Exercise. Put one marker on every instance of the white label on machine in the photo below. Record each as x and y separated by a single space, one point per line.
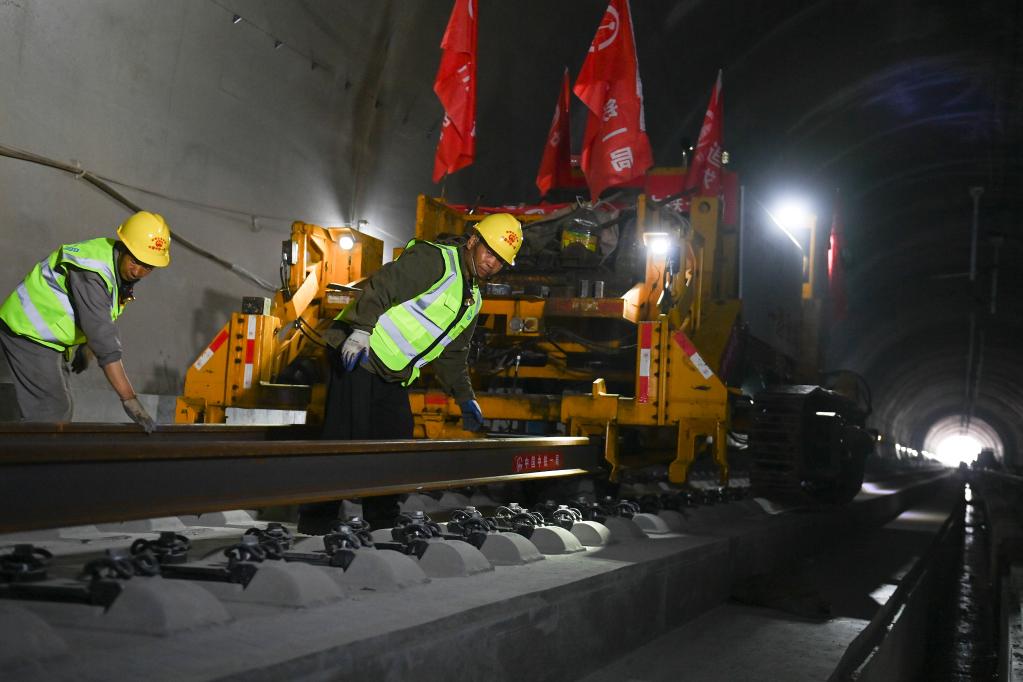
691 350
211 351
250 352
646 343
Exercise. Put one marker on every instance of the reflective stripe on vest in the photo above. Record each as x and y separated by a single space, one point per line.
40 307
417 330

**WHAT TO DO**
Set down the lines from the one with "Exercise. Put one marker on every instance of the reflective" through the end of the data above. Keep each exactly as written and add no other line.

**RESULT OF THIS EXERCISE**
Exercise. Put one marker on every instance of the reflective stripe on vest in the photo above. Record each as x and y separated by a single space, one point per line.
40 307
417 330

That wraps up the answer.